- _Passage provided_
(begin)

State ex rel. Dos Amigos, Inc. v. Lehman

Decision Date22 November 1930
Citation100 Fla. 1313,131 So. 533
PartiesSTATE ex rel. DOS AMIGOS, Inc. v. LEHMAN et al.[*]
CourtFlorida Supreme Court

En Banc.

Proceeding by the State, on the relation of Dos Amigos, Inc., for writ of mandamus to be directed to H. J. Lehman and others constituting the City Commission, Mayor, and City Clerk and Tax Assessor, of the City of Sanford.

Writ granted.

COUNSEL

Fleming, Hamilton, Diver, Lichliter & Fleming, E J. L'Engle, J. W. Shands, F. P. Fleming, and J. M Bryant, all of Jacksonville, for relator.

Fred R. Wilson, of Sanford, and Cary D. Landis, of De Land, for respondents.

OPINION

TERRELL C.J.

(end)

- _Stated task 1_
Reproduce the case summary starting at "Decision Date22 November" and ending at "City of Sanford.", substituting "Town Clerk" for "City Clerk".
- _Stated task 2_
Proceed with the text of the Dos Amigos, Inc. v. Lehman case from its final line.

- _Entries provided_

(begin)

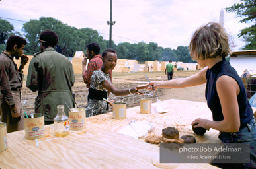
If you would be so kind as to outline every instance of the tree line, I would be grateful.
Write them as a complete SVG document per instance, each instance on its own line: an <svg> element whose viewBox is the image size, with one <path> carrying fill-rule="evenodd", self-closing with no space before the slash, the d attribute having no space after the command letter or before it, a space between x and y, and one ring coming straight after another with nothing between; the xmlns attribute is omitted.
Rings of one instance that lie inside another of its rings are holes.
<svg viewBox="0 0 256 169"><path fill-rule="evenodd" d="M252 22L251 27L241 30L239 34L243 37L246 45L241 50L256 49L256 9L255 0L241 0L241 3L235 3L226 9L228 12L236 13L237 17L243 17L241 22ZM108 40L103 39L96 30L89 28L77 29L52 17L42 17L38 20L30 20L23 24L22 31L28 44L26 46L25 53L33 55L39 51L40 42L38 41L40 32L46 29L55 31L59 36L59 42L56 50L68 57L73 57L76 51L84 51L91 42L98 43L101 52L108 48ZM14 32L14 27L6 20L0 18L0 50L5 50L5 42L9 36L21 36L19 32ZM128 42L115 44L112 40L112 48L116 50L118 58L136 59L138 61L169 61L194 62L190 57L189 46L180 46L177 49L158 46L155 42Z"/></svg>
<svg viewBox="0 0 256 169"><path fill-rule="evenodd" d="M7 20L0 18L0 24L4 26L1 29L0 43L2 50L8 36L11 34L21 36L19 32L14 32L14 27ZM25 53L33 55L39 51L40 42L38 40L40 32L46 29L56 32L59 36L59 42L55 50L68 57L73 57L76 51L84 51L86 46L96 42L101 46L101 52L108 48L108 40L103 39L96 30L89 28L77 29L63 24L52 17L40 18L30 20L23 24L22 31L28 44L26 46ZM0 46L0 48L1 48ZM188 46L180 46L177 49L158 46L157 43L128 42L115 44L112 40L112 48L116 50L119 59L135 59L138 61L169 61L193 62L190 57Z"/></svg>

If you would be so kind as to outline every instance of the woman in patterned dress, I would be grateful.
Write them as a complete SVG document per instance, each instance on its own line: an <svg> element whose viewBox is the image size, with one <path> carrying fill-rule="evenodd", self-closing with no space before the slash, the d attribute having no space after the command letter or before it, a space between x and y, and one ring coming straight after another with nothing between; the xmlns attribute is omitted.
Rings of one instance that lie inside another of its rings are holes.
<svg viewBox="0 0 256 169"><path fill-rule="evenodd" d="M94 71L91 77L91 86L89 90L88 104L86 106L86 116L107 113L108 110L107 99L108 94L112 92L116 96L126 96L132 94L143 94L138 89L145 88L140 85L129 89L118 89L111 83L109 70L113 70L116 65L116 51L113 49L105 50L103 54L103 65L99 70Z"/></svg>

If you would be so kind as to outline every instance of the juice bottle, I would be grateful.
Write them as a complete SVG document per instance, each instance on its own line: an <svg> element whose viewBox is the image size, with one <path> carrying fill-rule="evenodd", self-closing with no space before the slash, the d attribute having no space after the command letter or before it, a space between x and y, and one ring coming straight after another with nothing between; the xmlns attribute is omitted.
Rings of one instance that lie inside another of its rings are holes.
<svg viewBox="0 0 256 169"><path fill-rule="evenodd" d="M69 120L64 112L64 106L57 106L58 113L54 119L54 133L57 137L64 137L69 134Z"/></svg>

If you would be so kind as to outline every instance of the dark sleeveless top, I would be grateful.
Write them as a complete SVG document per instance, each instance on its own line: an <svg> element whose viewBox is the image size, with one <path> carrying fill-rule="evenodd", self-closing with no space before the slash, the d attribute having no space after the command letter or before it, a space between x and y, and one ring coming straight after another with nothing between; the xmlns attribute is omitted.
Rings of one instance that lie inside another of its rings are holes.
<svg viewBox="0 0 256 169"><path fill-rule="evenodd" d="M217 63L211 69L207 70L205 96L207 100L208 106L212 111L213 120L221 121L224 119L216 88L217 79L222 75L228 75L234 79L240 88L240 93L237 96L237 100L240 114L240 129L241 129L251 120L253 116L253 110L249 103L245 88L241 77L235 69L231 67L230 63L226 61L224 59ZM234 105L229 105L229 106L234 106Z"/></svg>

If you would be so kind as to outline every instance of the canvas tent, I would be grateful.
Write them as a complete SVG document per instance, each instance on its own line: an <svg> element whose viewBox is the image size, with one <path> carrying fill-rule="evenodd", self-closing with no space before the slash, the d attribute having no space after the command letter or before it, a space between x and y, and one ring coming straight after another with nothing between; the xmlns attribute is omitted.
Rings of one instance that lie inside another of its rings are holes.
<svg viewBox="0 0 256 169"><path fill-rule="evenodd" d="M75 55L73 58L83 58L85 57L85 53L83 51L75 51Z"/></svg>

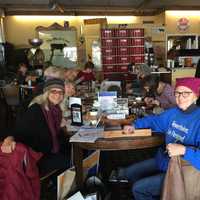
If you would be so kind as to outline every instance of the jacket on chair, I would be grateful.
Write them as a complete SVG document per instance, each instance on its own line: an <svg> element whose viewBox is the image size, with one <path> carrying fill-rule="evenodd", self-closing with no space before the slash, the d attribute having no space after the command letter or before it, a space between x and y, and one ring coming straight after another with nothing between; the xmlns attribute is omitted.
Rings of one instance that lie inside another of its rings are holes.
<svg viewBox="0 0 200 200"><path fill-rule="evenodd" d="M37 161L41 154L17 143L12 153L0 151L1 200L39 200L40 180Z"/></svg>

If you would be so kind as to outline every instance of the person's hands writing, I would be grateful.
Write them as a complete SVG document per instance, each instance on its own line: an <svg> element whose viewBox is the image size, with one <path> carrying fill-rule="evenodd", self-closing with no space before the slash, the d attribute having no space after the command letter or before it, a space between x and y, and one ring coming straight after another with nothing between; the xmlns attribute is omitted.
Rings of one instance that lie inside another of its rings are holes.
<svg viewBox="0 0 200 200"><path fill-rule="evenodd" d="M184 155L186 148L182 144L170 143L166 146L169 157Z"/></svg>
<svg viewBox="0 0 200 200"><path fill-rule="evenodd" d="M12 136L8 136L4 139L1 145L1 151L3 153L12 153L15 150L16 142Z"/></svg>
<svg viewBox="0 0 200 200"><path fill-rule="evenodd" d="M123 133L124 134L134 133L134 130L135 130L134 126L126 125L126 126L124 126Z"/></svg>

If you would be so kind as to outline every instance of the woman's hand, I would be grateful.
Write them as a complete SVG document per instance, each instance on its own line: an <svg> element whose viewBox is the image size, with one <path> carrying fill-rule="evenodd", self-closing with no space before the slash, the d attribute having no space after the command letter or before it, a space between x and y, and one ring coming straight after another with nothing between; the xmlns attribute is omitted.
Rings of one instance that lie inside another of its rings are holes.
<svg viewBox="0 0 200 200"><path fill-rule="evenodd" d="M168 155L169 157L172 157L172 156L181 156L181 155L184 155L185 154L185 151L186 151L186 147L182 144L168 144L167 147L167 152L168 152Z"/></svg>
<svg viewBox="0 0 200 200"><path fill-rule="evenodd" d="M1 151L3 153L12 153L15 150L16 142L12 136L8 136L4 139L1 145Z"/></svg>
<svg viewBox="0 0 200 200"><path fill-rule="evenodd" d="M134 133L134 130L135 130L134 126L126 125L124 126L123 133L124 134Z"/></svg>

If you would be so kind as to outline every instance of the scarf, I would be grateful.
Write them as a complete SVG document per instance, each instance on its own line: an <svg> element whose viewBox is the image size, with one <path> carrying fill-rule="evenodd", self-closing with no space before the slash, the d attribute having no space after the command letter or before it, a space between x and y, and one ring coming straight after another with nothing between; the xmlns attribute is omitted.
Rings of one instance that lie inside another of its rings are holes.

(end)

- _Task result 1_
Decision Date22 November 1930
Citation100 Fla. 1313,131 So. 533
PartiesSTATE ex rel. DOS AMIGOS, Inc. v. LEHMAN et al.[*]
CourtFlorida Supreme Court

En Banc.

Proceeding by the State, on the relation of Dos Amigos, Inc., for writ of mandamus to be directed to H. J. Lehman and others constituting the City Commission, Mayor, and Town Clerk and Tax Assessor, of the City of Sanford.

- _Task result 2_
On September 2, 1930, this court granted its alternative writ of mandamus directed to the city commission of the city of Sanford, Fla., commanding said commission to convene without delay and revise its budget for the fiscal year 1930-1931 so as to include therein, and to appropriate for the payment thereof, a sum equal to all past-due principal and interest of the bonds and certificates of indebtedness of said city as described in said alternative writ including all principal and interest of said bonds and certificates of indebtedness which will mature and accrue prior to the end of said fiscal year, and to levy on all the taxable property within said city a tax sufficient to produce the sum so appropriated. The alternative writ further commands the mayor, city clerk, tax assessor, and tax collector, of said city, to do and perform all other acts and deeds required by law to carry out the commands of said writ.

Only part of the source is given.